PASSAGE FOR REVIEW:

Times Standard (Eureka)
Sequestered friend sends email polemics
DEAR AMY >> Due to a health condition, an acquaintance completely sequestered herself during the pandemic, and has remained so for almost three years now.
I think it’s messing with her mind, as she is getting further “out there.”
On Thanksgiving, I was joyful that we could finally spend time in our home with just two other family members.
But that evening I got a LONG email from her about how she can no longer honor Thanksgiving, now that she is aware of how the Indians were treated, that it’s a bogus holiday, and she hopes I will join her in boycotting it going forward.
Right there, she ruined what had been a joyful day.
I was angry. I am angry.
I try to be as woke as the next person, but believe that we can celebrate and be thankful as Americans on a day set aside specifically for this purpose without turning it into a “thing.”
I’m tired of her religious, political (even though we are on the same side) and now, HOLIDAY emails about things that she feels VERY strongly about, where she expects (even demands) that I feel the same way.
Why must people insist on ruining life’s little joys?
She is a good person with many redeeming qualities, but I have had enough. I’m sure she is lonely and feels isolated by the pandemic.
What can I say to her? — Exhausted
DEAR EXHAUSTED >> If merely learning someone else’s views ruins your holiday, then you should re-examine your holiday.

LIST OF TASKS:
A) In the advice column, which kinds of emails from the acquaintance does the letter writer say they are tired of receiving? List every kind.
B) According to the advice column, how long has the acquaintance remained sequestered?
Rely only on the advice column above, not on the rows.

Referring expression data:
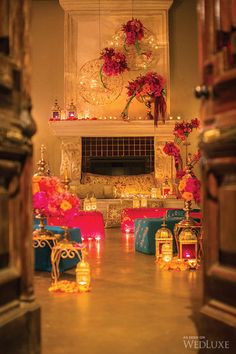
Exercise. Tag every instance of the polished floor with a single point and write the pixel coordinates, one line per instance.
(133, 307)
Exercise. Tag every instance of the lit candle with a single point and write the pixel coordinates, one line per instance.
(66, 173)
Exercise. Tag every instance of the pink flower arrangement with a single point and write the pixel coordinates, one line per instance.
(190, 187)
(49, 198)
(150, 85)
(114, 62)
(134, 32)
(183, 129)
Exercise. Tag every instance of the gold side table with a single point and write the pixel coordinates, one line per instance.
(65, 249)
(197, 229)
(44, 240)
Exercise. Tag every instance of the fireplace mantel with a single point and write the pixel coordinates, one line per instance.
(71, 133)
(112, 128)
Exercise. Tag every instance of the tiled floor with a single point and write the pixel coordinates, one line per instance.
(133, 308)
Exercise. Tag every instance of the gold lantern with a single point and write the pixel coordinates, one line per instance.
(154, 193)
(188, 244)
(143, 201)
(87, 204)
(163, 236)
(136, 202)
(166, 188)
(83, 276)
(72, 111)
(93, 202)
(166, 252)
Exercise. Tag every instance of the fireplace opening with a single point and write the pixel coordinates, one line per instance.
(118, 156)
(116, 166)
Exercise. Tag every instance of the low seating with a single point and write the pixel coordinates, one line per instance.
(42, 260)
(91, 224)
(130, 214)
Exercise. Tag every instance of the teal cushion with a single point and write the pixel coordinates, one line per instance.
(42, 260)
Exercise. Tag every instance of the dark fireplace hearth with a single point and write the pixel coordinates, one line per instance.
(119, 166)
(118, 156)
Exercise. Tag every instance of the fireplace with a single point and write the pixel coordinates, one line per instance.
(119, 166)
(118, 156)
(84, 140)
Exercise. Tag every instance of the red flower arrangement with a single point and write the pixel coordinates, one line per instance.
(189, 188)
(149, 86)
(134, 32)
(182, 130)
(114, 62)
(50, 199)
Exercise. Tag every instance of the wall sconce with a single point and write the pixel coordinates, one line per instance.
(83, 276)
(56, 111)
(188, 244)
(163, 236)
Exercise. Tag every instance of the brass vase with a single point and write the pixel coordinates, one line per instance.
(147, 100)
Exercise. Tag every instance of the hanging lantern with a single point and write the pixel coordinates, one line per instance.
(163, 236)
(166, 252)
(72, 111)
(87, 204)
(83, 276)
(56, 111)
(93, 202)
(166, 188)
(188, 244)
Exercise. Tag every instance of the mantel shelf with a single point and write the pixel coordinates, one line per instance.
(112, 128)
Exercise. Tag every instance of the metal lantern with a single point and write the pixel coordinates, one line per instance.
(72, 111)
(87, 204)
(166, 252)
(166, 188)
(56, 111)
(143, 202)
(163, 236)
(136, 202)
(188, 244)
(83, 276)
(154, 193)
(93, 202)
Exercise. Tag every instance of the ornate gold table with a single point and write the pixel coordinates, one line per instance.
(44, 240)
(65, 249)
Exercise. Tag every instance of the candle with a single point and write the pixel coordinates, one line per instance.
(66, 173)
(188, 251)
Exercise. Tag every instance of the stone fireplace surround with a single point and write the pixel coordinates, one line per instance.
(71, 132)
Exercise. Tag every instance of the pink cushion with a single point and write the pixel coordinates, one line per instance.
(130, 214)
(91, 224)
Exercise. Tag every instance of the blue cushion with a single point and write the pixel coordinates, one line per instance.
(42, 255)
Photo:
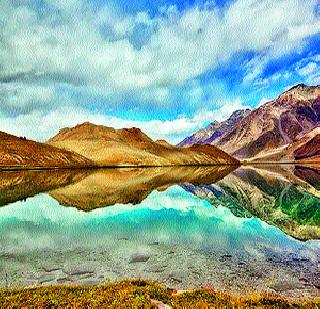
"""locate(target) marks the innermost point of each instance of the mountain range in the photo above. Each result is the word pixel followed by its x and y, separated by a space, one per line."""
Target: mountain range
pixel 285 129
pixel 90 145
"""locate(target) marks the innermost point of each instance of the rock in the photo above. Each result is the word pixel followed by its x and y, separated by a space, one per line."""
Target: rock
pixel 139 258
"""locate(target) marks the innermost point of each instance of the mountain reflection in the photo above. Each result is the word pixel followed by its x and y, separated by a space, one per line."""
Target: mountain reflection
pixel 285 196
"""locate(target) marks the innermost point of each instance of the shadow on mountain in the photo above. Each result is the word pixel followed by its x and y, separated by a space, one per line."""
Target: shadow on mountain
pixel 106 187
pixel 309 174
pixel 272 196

ANSWERS TO THE PROBLEMS:
A) Religious, political, and holiday emails.

B) Almost three years.